** start GIVEN TEXT **

Combattimento Consort Amsterdam, over the past 30 years, have gained a reputation as a highly respected period instrument ensemble, specialising in music from 1600-1800. Their flexible membership ranges from chamber groups to chamber orchestras, under their Director Jan Willem de Vriend, who is also a violinist. Their particular energetic way of playing and crisp ensemble has become known as the "Combattimento School" of performance. Having produced a fine account of Handel's Concerti Grossi Op. 3 (Handel: Concerti Grossi Op. 3 - de Vriend), they now move on to the later, and even finer, set of Handel's orchestral pieces.

The Op. 6 set was scored for strings with continuo, and that is how it is usually played and recorded. However, the autograph has some added pairs of oboes and bassoons in Concerti 1,2,5 & 6; these are optional parts in Handel's own hand, and were meant to by played when Handel used those Concerti during performances of his oratorios. De Vriend has chosen to use the added wind version for this recording. Some purists might object, but the winds do add extra timbral colours to a score which is already richly coloured in wonderful string textures. The oboes play in the Ripieno group - the main string section, supporting the two solo violins (concertante), while the bassoons are used to double the ground bass for the continuo.

Combattimento's ensemble for this recording sports 12 violins, 3 violas, 2 cellos, double bass, 2 harpsichords, organ and chitarrone (a large bass lute). For the continuo, Handel only stipulated two harpsichords, one for the concertante, one for the ripieno, and a double bass. Optional additions such as chitarrones or theorbos and portative organs (small, mobile pipe organs) were added if venue size was adequate and instruments were available. On this recording, the harpsichords are generally quite reticent, except at special cadences, where they improvise a flourish, perhaps to lead in to another movement. De Vriend deploys the organ to give a more solemn note to the music (Corelli, whose 12 Concerti Grossi inspired Handel, used it for what he called Church Sonatas), and its deep flute sounds can be heard in a number of the slow movements, to great effect.


Handel's Op. 6 Concerti have a much more creative style than Corelli's. Instead of the usual 4 movements, his range from four to six, with five as the commonest. The movements themselves are a rich kaleidoscope of Baroque musical forms, with airs, dances (including a hornpipe) and even fugues, which show Handel's learned side to the educated part of his audience. Some of the Concerti end in fugues, and there are even several double fugues (with two themes). With all this variety of style and substance, Handel was well-placed to play these works to restless or bored patrons of larger events as intermezzi, no doubt enchanting at least some of them. Some of his fans would also recognise many of the "borrowings" from his own and other composer's tunes, although much of Op. 6 is new material. The helpful booklet notes point out the occurrence and source of the borrowings.

The vernal popularity of the Op. 6 Concerti means that there is considerable competition in the recording world, some even with SA-CD. My favourite so far has been Handel: Concerti Grossi Op. 6 - Gester, for its wonderfully spontaneous and often humorous playing, while a recent selection of concerti on two discs (Handel's Memories: A selection from Grand Concertos Op. 6 - Banzo), also a Challenge Classics issue, from the Spanish period group Al Ayre Español has really captured my heart for its intensity of expression and brilliance of execution.

** end GIVEN TEXT **
** start DATASET ENTRIES **

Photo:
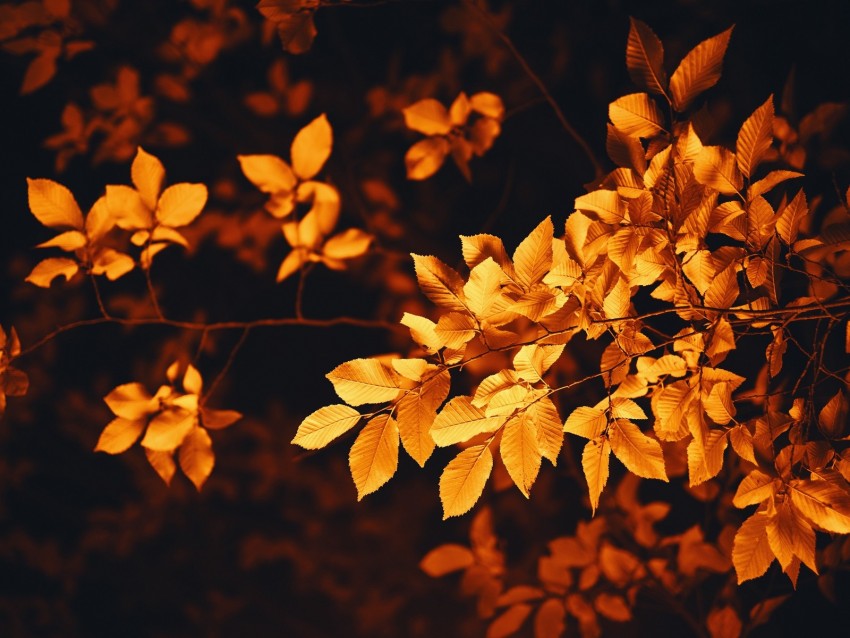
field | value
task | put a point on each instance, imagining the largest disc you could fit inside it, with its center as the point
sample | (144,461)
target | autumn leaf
(464,478)
(645,58)
(699,70)
(374,456)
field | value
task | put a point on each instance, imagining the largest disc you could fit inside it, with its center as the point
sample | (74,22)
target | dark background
(277,544)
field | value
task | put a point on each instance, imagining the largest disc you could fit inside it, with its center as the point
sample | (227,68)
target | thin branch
(571,131)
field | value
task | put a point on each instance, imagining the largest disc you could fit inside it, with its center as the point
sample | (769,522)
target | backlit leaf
(196,456)
(312,147)
(636,115)
(53,205)
(362,381)
(119,435)
(595,463)
(645,58)
(521,452)
(180,204)
(751,554)
(460,420)
(373,459)
(699,70)
(755,138)
(324,425)
(639,453)
(147,173)
(48,269)
(464,478)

** end DATASET ENTRIES **

▸ TASK LIST:
- A) From the Handel review, extract the passage starting at the words "The Op. 6 set" and ending after "for the continuo.".
- B) Rewrite all the rows above, changing "thin branch" to "slender branch" and keeping everything else the same. Leave the pictures out.

▸ ANSWER SET:
- A)
The Op. 6 set was scored for strings with continuo, and that is how it is usually played and recorded. However, the autograph has some added pairs of oboes and bassoons in Concerti 1,2,5 & 6; these are optional parts in Handel's own hand, and were meant to by played when Handel used those Concerti during performances of his oratorios. De Vriend has chosen to use the added wind version for this recording. Some purists might object, but the winds do add extra timbral colours to a score which is already richly coloured in wonderful string textures. The oboes play in the Ripieno group - the main string section, supporting the two solo violins (concertante), while the bassoons are used to double the ground bass for the continuo.

- B)
Photo:
field | value
task | put a point on each instance, imagining the largest disc you could fit inside it, with its center as the point
sample | (144,461)
target | autumn leaf
(464,478)
(645,58)
(699,70)
(374,456)
field | value
task | put a point on each instance, imagining the largest disc you could fit inside it, with its center as the point
sample | (74,22)
target | dark background
(277,544)
field | value
task | put a point on each instance, imagining the largest disc you could fit inside it, with its center as the point
sample | (227,68)
target | slender branch
(571,131)
field | value
task | put a point on each instance, imagining the largest disc you could fit inside it, with its center as the point
sample | (769,522)
target | backlit leaf
(196,456)
(312,147)
(636,115)
(53,205)
(362,381)
(119,435)
(595,463)
(645,58)
(521,452)
(180,204)
(751,554)
(460,420)
(373,459)
(699,70)
(755,138)
(324,425)
(639,453)
(147,173)
(48,269)
(464,478)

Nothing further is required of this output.